:: PROBLEM TO WORK ON ::
Edit the lines below by replacing "narrow street" with "narrow lane" and leaving everything else unchanged.

:: SUPPLIED ENTRIES ::
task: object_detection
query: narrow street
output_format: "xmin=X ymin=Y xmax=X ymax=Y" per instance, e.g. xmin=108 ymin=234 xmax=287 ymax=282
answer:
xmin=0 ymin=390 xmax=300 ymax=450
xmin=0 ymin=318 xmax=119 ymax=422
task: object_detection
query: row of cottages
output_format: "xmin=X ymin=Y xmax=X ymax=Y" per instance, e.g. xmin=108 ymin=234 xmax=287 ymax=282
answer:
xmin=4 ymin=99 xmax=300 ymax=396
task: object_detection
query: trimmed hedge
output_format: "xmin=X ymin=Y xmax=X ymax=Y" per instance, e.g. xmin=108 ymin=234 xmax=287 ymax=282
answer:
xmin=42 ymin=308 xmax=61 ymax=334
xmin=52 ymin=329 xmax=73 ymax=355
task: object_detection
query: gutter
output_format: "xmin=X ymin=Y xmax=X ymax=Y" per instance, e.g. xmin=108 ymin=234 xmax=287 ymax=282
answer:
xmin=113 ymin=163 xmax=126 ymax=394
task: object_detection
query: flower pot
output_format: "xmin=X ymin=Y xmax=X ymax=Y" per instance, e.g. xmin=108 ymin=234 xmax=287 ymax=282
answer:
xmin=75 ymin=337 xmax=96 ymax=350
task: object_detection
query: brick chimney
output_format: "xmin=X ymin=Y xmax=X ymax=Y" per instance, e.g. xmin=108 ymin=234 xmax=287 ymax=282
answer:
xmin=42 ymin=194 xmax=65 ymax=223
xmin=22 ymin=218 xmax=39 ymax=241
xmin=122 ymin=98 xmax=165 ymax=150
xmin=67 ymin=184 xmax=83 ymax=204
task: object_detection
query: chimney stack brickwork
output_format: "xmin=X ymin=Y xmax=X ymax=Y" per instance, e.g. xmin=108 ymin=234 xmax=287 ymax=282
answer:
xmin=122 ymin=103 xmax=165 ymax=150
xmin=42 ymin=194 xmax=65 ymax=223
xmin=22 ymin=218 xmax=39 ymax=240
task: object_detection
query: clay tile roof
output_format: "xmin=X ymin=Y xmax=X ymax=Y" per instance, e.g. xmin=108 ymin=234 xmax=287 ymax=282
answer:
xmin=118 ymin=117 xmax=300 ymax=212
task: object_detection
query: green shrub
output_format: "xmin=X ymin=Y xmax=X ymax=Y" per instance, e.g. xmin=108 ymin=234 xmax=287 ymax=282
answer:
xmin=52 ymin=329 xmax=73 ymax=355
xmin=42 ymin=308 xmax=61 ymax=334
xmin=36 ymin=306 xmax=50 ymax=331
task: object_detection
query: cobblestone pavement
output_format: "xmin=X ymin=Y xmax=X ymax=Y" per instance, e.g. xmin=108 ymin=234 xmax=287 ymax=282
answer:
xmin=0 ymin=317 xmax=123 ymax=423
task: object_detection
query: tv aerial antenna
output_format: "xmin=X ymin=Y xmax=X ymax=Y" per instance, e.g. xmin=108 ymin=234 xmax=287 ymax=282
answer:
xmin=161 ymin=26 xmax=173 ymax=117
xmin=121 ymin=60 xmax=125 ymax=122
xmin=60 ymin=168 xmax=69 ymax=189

:: ANSWER TO THIS EXERCISE ::
task: object_detection
query: narrow lane
output_format: "xmin=X ymin=Y xmax=X ymax=Y" per instance, e.g. xmin=108 ymin=234 xmax=287 ymax=282
answer:
xmin=0 ymin=390 xmax=300 ymax=450
xmin=0 ymin=318 xmax=119 ymax=422
task: object_detection
query: row of cottages
output_format: "xmin=X ymin=Y xmax=X ymax=Y" per instance, e.g. xmin=108 ymin=234 xmax=287 ymax=282
answer:
xmin=4 ymin=99 xmax=300 ymax=396
task: object_detection
query: trimmed hedge
output_format: "xmin=X ymin=Y xmax=X ymax=Y" per instance, e.g. xmin=108 ymin=234 xmax=287 ymax=282
answer:
xmin=42 ymin=308 xmax=61 ymax=334
xmin=52 ymin=329 xmax=73 ymax=355
task: object_detection
query: gutter
output_format: "xmin=X ymin=Y xmax=X ymax=Y" per instance, e.g. xmin=108 ymin=234 xmax=287 ymax=282
answer:
xmin=113 ymin=163 xmax=126 ymax=394
task: object_detection
query: flower pot
output_format: "xmin=X ymin=Y xmax=X ymax=Y" per instance, e.g. xmin=108 ymin=234 xmax=287 ymax=282
answer:
xmin=75 ymin=337 xmax=96 ymax=350
task: object_detection
query: brick chimney
output_format: "xmin=X ymin=Y xmax=X ymax=Y" per instance, e.g. xmin=108 ymin=234 xmax=287 ymax=282
answer:
xmin=42 ymin=194 xmax=65 ymax=223
xmin=22 ymin=218 xmax=39 ymax=241
xmin=122 ymin=98 xmax=165 ymax=150
xmin=67 ymin=184 xmax=83 ymax=204
task: object_detection
query: chimney stack brickwork
output_format: "xmin=X ymin=Y xmax=X ymax=Y" per instance, e.g. xmin=108 ymin=234 xmax=287 ymax=282
answer:
xmin=122 ymin=103 xmax=165 ymax=150
xmin=42 ymin=194 xmax=65 ymax=223
xmin=22 ymin=218 xmax=39 ymax=240
task: object_detection
query: clay tile roof
output_format: "xmin=X ymin=Y xmax=X ymax=Y" per instance, e.g. xmin=108 ymin=234 xmax=287 ymax=282
answer:
xmin=118 ymin=117 xmax=300 ymax=212
task: object_detection
query: green shrub
output_format: "xmin=X ymin=Y xmax=X ymax=Y" per instance, e.g. xmin=108 ymin=234 xmax=287 ymax=282
answer:
xmin=52 ymin=329 xmax=73 ymax=355
xmin=42 ymin=308 xmax=61 ymax=334
xmin=36 ymin=306 xmax=50 ymax=331
task: object_detection
query: cobblestone pavement
output_format: "xmin=X ymin=Y xmax=X ymax=Y" per instance, e.g. xmin=108 ymin=234 xmax=287 ymax=282
answer:
xmin=0 ymin=317 xmax=123 ymax=423
task: object_detection
query: tv aerial antenna
output_format: "xmin=X ymin=Y xmax=X ymax=Y" per instance, e.g. xmin=108 ymin=234 xmax=287 ymax=282
answer:
xmin=161 ymin=26 xmax=173 ymax=117
xmin=121 ymin=60 xmax=125 ymax=122
xmin=60 ymin=168 xmax=69 ymax=189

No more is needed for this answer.